The time-varying residual image R(xyt) changes with depth, velocity, and camera design. It is troublesome because it also depends on the pinhole image P, which is not directly measured. Only the blurred image \(I\!=\!k\!*\!P\) is available. This means that for almost all aperture filters, there is no way to express R using scene geometry and image information alone—it is inherently texture-dependent.

However, we observe that for a very specific aperture filter, this source of error can actually be transformed into a usable signal that resolves both depth and 3D velocity. For this to happen, the aperture filter must be paired with a particular linear image processing operation that, when combined with the filter, allows the decomposition of residual image R into a depth/velocity factor (analogous to \(u_1\)) and an accessible measurement (analogous to \(I_x\)). To formally identify such a filter and image operator, we seek triples \((M,\kappa ,v)\) of shift-invariant linear image operators M (like \(\partial _x\) and \(\partial _y\)), aperture filters \(\kappa \), and scalar depth/velocity factors v (analogous to \(u_1\) and \(u_2\)) that satisfy, for any texture,

$$\begin{aligned} v(t) ~ M[I](x,y) =&R(x,y,t). \end{aligned}$$
(13)

We prove in the following theorem that there exists a unique family of such triples, comprised of Gaussian aperture filters and Laplacian image measurements. This leads directly to a simple sensor and algorithm that we prototype and evaluate in Sect. 4.

Theorem

Let \(\kappa :\mathbb {R}^2\rightarrow [0,1]\) be radially symmetric, with \(\kappa (r)\) and \(r \kappa (r)\) Lebesgue integrable. For \(v:\mathbb {R}\rightarrow \mathbb {R}\) and translation-invariant linear spatial operator M with finite support:

$$\begin{aligned}&v(t;Z,\dot{Z}) ~ M \left[ \frac{\kappa \left( \frac{\sqrt{x^2+y^2}}{\sigma (Z)}\right) }{\sigma ^2(Z)} *P(x,y,t)\right] = R(x,y,t;P,\kappa ,Z,\dot{Z}), \nonumber \\&\forall P:S \times \mathbb {R}\rightarrow [0,1],~~\forall Z \in \mathbb {R}^+,~~\forall \dot{Z} \in \mathbb {R},~~\forall (x,y,t)\in \mathbb {R}^3 \end{aligned}$$
(14)

Given problem 1 | Decide whether each statement agrees with the aperture filter passage, and back each yes or no with the passage's deciding words, quoted exactly. (a) The pinhole image P is measured directly. (b) The unique family of triples is made up of Gaussian aperture filters and Laplacian image measurements. (c) The sensor and algorithm are prototyped and evaluated in Sect. 3.
Given problem 2 | Carry on the aperture filter passage, starting after equation (14).

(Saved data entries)
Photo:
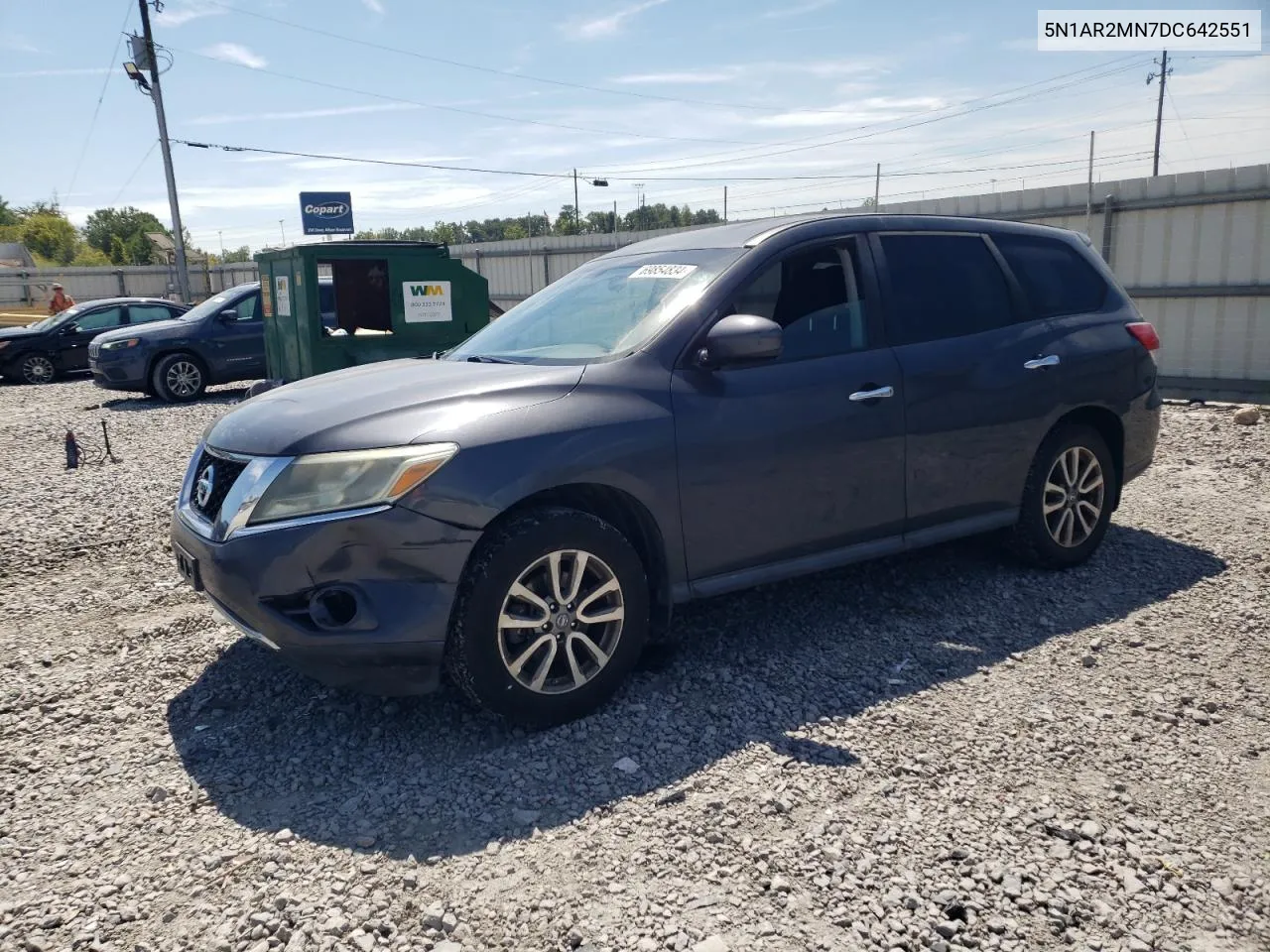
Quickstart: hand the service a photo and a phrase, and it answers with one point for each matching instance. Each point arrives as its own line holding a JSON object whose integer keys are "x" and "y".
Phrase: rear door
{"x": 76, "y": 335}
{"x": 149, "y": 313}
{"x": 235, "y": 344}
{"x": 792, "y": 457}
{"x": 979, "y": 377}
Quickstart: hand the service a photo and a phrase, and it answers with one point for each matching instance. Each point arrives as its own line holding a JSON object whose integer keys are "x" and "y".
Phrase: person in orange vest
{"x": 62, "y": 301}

Reply 1 |
(a) No: "which is not directly measured."
(b) Yes: "comprised of Gaussian aperture filters and Laplacian image measurements."
(c) No: "that we prototype and evaluate in Sect. 4."

Reply 2 |
if and only if, for aperture width and transmittance parameters \(\Sigma , \alpha \in \mathbb {R}^+\) and measurement scaling parameter \(\beta \in \{\mathbb {R}-0\}\),

$$\begin{aligned} \kappa (r) =&~\alpha ~e^{-\frac{r^2}{2 \Sigma ^2}}, \end{aligned}$$
(15)
$$\begin{aligned} M =&~\beta ~\nabla ^2,\end{aligned}$$
(16)
$$\begin{aligned} v(t;Z,\dot{Z}) =&~\frac{1}{\beta }~\frac{\dot{Z}(t)}{Z(t)}\left( \frac{\mu _f}{Z(t)}-1\right) \left( \frac{\Sigma \mu _s}{\mu _f}\right) ^2. \end{aligned}$$
(17)

This theorem states that, when the filter \(\kappa (r)\) is Gaussian, the residual R is proportional to the image Laplacian \(M[I]=I_{xx}+I_{yy}\) and is therefore directly observable. Moreover, the Gaussian is the only radially-symmetric aperture filter—out of a broad class of possibilities including pillboxes, binary codes, and smooth functions—that permits observation by a depth-blind linear operator.

Combining the proposition and theorem leads to a per-pixel linear constraint, analogous to those used in measuring optical flow or time to contact.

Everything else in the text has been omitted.